PROVIDED RECORDS below:

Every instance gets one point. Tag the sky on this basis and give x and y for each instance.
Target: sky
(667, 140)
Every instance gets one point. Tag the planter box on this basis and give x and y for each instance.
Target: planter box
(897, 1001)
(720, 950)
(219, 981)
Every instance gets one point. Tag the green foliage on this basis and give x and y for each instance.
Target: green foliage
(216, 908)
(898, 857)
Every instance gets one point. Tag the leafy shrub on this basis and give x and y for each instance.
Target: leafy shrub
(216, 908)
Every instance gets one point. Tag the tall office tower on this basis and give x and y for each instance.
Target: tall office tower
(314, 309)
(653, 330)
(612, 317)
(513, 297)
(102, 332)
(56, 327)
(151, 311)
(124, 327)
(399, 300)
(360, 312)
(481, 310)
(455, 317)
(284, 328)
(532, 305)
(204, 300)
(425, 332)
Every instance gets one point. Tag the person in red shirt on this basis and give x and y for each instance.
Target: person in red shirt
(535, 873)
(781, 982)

End of PROVIDED RECORDS.

> PROBLEM REQUIREMENTS: Everything from the line containing "Every instance gets one point. Tag the green" through the last line of the listing must be reproduced exactly, and no other line.

> RESULT OF THIS TASK:
Every instance gets one point. Tag the green foliage on this basis and give x and y for each instance.
Target: green foliage
(216, 908)
(898, 857)
Every instance gets one point. Tag the leafy shrub on this basis and give x and y for each instance.
Target: leafy shrub
(216, 908)
Every instance gets one point. Tag the tall office tower on this basis and give x and y for each instance.
Target: tall office tower
(314, 309)
(653, 330)
(612, 317)
(513, 297)
(102, 332)
(56, 327)
(151, 311)
(124, 327)
(399, 300)
(360, 312)
(481, 310)
(455, 317)
(284, 328)
(532, 305)
(204, 300)
(425, 332)
Every instance gets one point. Tag the person in red shirt on this basis and give x and y for each instance.
Target: person in red shirt
(535, 873)
(781, 982)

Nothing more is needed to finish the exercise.